• [STATED EXERCISE]
Reproduce the material below word for word, leaving out the pictures.

• [EXTRACTED RECORDS]
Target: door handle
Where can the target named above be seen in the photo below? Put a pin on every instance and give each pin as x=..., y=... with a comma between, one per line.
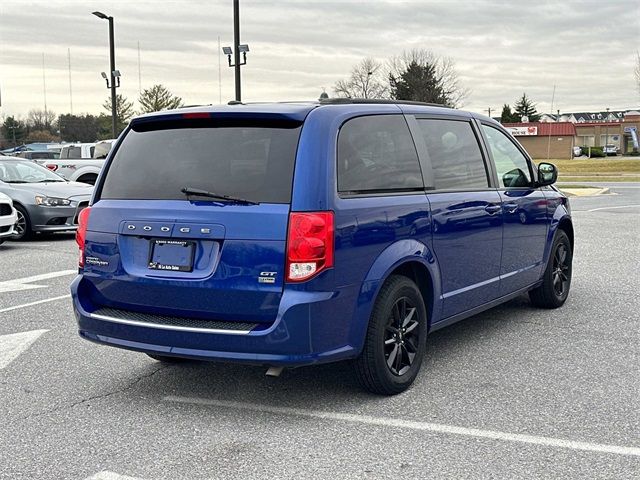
x=492, y=209
x=511, y=207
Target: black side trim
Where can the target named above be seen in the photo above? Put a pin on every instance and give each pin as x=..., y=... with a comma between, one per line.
x=486, y=306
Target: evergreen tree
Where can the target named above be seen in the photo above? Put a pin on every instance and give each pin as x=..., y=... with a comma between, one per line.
x=79, y=128
x=158, y=98
x=507, y=115
x=124, y=111
x=14, y=131
x=418, y=83
x=526, y=108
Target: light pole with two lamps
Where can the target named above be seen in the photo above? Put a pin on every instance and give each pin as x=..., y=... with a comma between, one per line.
x=237, y=50
x=113, y=73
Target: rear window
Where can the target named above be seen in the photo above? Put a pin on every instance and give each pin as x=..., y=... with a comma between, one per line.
x=250, y=160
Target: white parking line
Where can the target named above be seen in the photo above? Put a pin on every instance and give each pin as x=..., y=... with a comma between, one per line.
x=19, y=284
x=611, y=208
x=414, y=425
x=24, y=305
x=110, y=476
x=12, y=345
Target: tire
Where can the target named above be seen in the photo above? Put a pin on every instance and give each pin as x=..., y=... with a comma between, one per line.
x=396, y=339
x=23, y=225
x=168, y=359
x=556, y=280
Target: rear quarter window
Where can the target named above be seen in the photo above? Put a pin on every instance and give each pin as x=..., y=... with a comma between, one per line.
x=250, y=160
x=376, y=154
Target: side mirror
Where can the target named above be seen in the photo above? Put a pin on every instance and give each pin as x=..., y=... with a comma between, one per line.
x=547, y=174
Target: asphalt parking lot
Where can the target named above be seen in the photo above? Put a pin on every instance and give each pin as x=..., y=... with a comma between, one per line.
x=515, y=392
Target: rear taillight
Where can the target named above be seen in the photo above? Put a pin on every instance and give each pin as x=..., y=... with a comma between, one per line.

• [RESPONSE BELOW]
Target: door handle
Where can the target named above be seen in the photo below? Put a pin on every instance and give each pin as x=..., y=... with a comma between, one per line.
x=492, y=209
x=511, y=207
Target: black side trim
Where can the target named above be seen in the photo above? Put a pin on every instance and give each pin as x=..., y=... with a comma between, one per line.
x=486, y=306
Target: evergreen tree
Where can the target named above be seen in the photo above? Put a pin on every instance and give each pin as x=..., y=... with a comma between, one per line.
x=79, y=128
x=158, y=98
x=507, y=115
x=124, y=111
x=14, y=131
x=418, y=83
x=526, y=108
Target: light pole with two lamps
Where can the target named above be seen in the photo above? Put a pin on every instance and give each pin as x=..., y=... with a comma between, one per line.
x=237, y=50
x=113, y=73
Target: rear window
Where can the target named above be seen in the photo above? Put a pin on every instance and give each pin as x=..., y=... with a comma between, one per line.
x=250, y=160
Target: white parking line
Where can the target named above be seen in the photo above? Put a pin on every instance and give each pin as x=..., y=... with a comma between, one per line.
x=19, y=284
x=611, y=208
x=414, y=425
x=24, y=305
x=110, y=476
x=12, y=345
Target: tire
Where can the target named above be seen in the photo above? Put a pin on every instance and give each pin as x=..., y=... with a comma between, one per line.
x=396, y=339
x=23, y=225
x=168, y=359
x=556, y=280
Target: rear quarter window
Where can the target named above be seen in the photo above? Put a pin on every instance and give each pin as x=..., y=... with a comma between, one per line.
x=250, y=160
x=376, y=154
Target: side mirror
Where can the target named above be seen in the photo above? Put a pin on every instance and give each pin as x=..., y=... with a comma between, one per line.
x=547, y=174
Target: asphalt parking lot
Where can the target named above be seen in the photo above? Put a pin on every instance and give each pin as x=..., y=... with a comma between, one per line.
x=515, y=392
Target: rear taillight
Where can the target named above be seen in the photo above? Put a pin on every instance and give each pin as x=..., y=... with a comma between, one per line.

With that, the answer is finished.